The task -
Locate every line in the items below that contains the word "soil" and copy each of those lines. Treat uppercase and lowercase letters as different.
+ + + + +
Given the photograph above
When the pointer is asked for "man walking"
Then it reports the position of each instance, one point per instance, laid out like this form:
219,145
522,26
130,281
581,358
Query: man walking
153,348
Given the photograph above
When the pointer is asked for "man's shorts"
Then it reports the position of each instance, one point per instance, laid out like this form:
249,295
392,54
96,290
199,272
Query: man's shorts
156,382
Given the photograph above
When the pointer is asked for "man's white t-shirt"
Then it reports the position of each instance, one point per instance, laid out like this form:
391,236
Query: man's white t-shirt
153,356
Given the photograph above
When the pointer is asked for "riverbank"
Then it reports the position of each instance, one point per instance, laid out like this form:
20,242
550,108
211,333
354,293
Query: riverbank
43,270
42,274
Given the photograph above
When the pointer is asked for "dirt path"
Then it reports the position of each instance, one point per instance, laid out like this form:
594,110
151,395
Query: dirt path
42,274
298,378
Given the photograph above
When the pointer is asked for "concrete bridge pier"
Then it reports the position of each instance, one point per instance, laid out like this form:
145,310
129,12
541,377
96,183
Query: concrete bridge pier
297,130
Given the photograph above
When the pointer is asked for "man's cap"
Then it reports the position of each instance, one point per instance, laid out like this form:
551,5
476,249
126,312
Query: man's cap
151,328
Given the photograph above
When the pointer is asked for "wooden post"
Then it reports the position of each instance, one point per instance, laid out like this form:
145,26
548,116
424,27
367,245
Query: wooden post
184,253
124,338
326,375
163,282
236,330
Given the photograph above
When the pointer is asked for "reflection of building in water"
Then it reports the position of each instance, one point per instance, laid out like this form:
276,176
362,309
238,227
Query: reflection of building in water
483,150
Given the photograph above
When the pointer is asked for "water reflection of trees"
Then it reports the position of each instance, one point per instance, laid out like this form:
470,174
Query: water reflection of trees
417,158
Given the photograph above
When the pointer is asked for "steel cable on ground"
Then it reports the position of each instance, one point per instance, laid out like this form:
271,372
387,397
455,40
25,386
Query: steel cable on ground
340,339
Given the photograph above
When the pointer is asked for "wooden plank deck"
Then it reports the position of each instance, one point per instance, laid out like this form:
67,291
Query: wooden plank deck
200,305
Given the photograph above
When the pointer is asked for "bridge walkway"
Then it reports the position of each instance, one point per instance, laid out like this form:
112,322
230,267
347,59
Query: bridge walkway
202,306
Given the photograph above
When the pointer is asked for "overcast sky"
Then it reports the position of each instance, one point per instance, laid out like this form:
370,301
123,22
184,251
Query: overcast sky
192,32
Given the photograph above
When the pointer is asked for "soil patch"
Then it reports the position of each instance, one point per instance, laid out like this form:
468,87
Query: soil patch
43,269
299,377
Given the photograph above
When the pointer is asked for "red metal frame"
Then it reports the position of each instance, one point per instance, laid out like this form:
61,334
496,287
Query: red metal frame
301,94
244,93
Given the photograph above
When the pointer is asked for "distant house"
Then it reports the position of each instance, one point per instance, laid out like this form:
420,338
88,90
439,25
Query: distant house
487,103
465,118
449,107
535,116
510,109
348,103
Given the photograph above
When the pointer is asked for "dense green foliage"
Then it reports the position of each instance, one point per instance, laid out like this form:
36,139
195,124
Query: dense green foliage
+ + + + +
Result of the task -
When the pointer is asked for "soil patch"
Query: soil patch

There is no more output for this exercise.